▶ Work request
There is one span to output from the data below: the lines starting at the line with "Exercise. Spot the tree" and ending at the line with "Exercise. Spot the rear". Output it exactly, ends included, nothing more.

BEGIN

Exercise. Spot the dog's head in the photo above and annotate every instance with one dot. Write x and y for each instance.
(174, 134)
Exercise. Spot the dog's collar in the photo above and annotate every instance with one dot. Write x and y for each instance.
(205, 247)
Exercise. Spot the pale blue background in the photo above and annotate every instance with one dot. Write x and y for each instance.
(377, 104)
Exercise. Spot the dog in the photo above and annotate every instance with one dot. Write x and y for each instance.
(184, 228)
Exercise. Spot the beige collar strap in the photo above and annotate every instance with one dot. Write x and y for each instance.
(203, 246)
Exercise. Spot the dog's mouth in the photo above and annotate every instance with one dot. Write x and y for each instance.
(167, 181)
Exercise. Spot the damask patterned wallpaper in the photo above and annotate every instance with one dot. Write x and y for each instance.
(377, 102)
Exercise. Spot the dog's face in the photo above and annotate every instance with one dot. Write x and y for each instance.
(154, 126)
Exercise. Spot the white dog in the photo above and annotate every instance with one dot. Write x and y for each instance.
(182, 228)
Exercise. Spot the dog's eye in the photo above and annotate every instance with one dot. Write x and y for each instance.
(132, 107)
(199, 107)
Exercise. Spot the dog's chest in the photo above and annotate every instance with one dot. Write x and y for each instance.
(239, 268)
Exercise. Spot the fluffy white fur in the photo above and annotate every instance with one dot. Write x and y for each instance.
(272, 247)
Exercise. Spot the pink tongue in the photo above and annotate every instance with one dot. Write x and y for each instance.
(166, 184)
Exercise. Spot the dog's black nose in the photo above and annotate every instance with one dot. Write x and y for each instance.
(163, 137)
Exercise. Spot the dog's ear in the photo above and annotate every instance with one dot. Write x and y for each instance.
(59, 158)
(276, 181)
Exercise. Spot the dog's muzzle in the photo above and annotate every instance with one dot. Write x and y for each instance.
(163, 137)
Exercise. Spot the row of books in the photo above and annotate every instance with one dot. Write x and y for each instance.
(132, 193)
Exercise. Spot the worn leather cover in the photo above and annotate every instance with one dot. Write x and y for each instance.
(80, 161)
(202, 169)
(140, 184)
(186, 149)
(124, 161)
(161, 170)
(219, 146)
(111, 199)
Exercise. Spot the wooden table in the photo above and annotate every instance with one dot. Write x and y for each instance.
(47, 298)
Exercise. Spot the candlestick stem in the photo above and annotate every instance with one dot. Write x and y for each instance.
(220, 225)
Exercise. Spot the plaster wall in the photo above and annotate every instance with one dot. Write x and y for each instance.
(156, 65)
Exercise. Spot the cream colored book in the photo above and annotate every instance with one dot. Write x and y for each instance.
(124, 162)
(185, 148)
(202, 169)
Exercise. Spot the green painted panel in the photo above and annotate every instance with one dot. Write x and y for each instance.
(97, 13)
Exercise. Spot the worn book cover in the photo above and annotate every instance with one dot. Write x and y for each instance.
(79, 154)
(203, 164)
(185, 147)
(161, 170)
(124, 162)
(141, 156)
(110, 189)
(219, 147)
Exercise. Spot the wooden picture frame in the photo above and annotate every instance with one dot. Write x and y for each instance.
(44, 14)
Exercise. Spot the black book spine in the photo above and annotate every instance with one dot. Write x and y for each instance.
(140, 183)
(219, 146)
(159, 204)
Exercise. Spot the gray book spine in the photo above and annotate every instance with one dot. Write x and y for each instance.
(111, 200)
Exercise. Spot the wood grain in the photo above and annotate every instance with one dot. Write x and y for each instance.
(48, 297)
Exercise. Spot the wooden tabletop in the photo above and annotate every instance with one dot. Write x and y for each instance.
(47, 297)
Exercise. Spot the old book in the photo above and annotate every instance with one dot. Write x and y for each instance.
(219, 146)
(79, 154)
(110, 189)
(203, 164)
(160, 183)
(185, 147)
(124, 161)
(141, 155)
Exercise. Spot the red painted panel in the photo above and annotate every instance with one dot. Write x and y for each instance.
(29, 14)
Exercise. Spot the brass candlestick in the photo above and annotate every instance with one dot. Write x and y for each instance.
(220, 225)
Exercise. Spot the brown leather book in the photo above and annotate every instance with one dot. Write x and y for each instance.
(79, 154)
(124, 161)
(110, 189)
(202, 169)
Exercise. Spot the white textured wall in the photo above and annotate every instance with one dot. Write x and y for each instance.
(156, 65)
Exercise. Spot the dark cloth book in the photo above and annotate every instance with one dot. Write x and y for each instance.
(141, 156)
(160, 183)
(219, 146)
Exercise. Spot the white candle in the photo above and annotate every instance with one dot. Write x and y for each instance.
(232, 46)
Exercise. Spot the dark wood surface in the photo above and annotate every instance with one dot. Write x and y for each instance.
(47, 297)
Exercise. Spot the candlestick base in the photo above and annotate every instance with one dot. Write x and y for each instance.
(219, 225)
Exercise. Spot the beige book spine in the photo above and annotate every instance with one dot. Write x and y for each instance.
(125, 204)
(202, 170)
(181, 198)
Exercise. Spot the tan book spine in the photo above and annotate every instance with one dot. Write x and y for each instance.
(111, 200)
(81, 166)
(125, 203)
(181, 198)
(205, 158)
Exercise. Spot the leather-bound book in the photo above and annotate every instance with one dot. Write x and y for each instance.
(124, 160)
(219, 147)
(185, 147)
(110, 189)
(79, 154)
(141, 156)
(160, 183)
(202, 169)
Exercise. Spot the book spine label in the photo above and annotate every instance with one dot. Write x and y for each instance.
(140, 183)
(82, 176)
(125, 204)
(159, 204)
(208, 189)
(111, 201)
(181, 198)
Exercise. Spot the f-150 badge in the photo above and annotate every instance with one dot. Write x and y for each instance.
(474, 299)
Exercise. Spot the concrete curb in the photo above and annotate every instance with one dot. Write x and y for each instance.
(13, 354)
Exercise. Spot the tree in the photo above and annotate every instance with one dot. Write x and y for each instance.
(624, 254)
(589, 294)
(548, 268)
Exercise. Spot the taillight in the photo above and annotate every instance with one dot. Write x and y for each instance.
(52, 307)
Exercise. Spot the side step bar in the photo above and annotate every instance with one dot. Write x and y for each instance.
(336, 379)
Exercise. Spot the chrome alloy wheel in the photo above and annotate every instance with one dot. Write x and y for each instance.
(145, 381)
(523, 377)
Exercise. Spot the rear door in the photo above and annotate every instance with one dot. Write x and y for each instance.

END
BEGIN

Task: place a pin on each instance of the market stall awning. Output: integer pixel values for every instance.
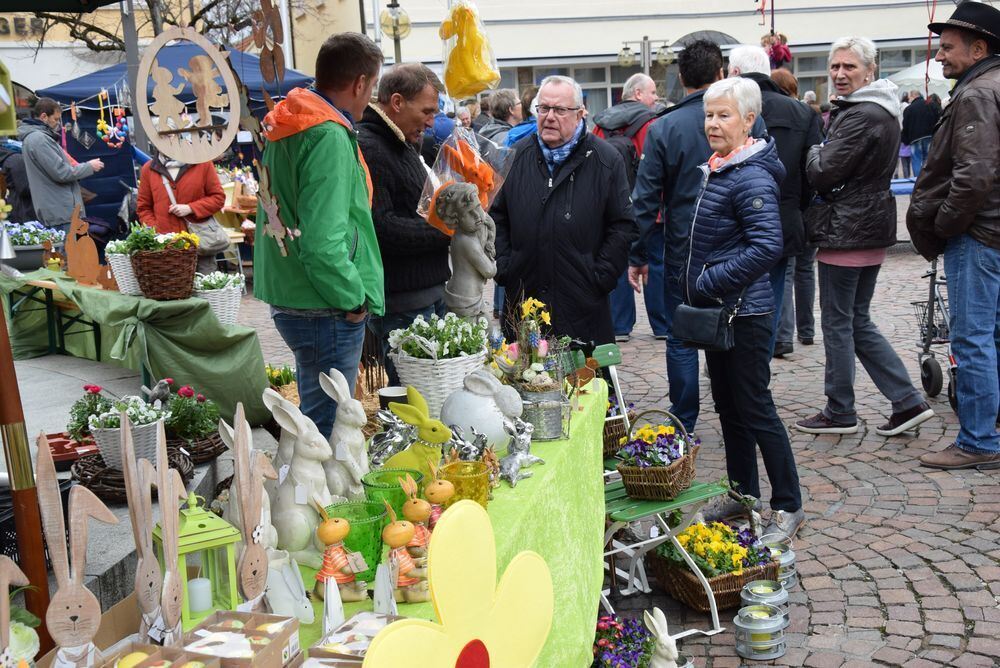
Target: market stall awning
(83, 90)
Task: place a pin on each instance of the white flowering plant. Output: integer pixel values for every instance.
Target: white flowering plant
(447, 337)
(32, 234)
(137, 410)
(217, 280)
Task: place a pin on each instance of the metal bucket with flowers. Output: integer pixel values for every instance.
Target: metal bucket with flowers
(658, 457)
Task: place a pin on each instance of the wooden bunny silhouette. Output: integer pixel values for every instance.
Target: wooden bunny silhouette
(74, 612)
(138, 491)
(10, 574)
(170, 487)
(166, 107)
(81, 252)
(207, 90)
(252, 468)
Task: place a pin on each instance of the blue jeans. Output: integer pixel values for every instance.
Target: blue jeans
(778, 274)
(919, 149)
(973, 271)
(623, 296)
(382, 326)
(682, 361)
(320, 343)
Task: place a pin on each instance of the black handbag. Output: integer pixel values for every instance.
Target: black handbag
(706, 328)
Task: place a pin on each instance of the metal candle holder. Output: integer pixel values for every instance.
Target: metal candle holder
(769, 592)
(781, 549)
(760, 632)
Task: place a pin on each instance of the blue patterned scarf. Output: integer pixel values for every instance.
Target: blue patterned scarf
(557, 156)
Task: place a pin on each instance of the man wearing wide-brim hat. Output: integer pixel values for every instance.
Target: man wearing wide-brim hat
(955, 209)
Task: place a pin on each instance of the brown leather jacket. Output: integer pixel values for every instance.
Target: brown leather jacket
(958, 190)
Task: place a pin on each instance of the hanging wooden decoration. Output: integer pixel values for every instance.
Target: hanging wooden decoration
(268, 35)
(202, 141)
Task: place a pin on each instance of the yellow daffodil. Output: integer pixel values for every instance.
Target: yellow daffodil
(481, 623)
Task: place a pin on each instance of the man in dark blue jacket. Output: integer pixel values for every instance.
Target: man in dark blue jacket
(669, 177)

END

▶ Expected answer
Exercise. Spot the tree in the photo above and annotate every instance with one dot. Write x and y for each instance.
(624, 254)
(589, 294)
(548, 268)
Exercise. Spot the taillight in the photo above and annotate every instance with one dot. Write x and y for each instance.
(52, 307)
Exercise. Spot the side step bar in the photo above and annotate every instance with one dot. Write x and y for each instance.
(336, 379)
Exercise. Spot the chrome alloy wheel in the photo above and annotate every instance with one dot. Write x and y for each instance.
(145, 381)
(523, 377)
Exercise. Spot the rear door in the photo above and annotate every instance with one dot. Write x and y for each instance.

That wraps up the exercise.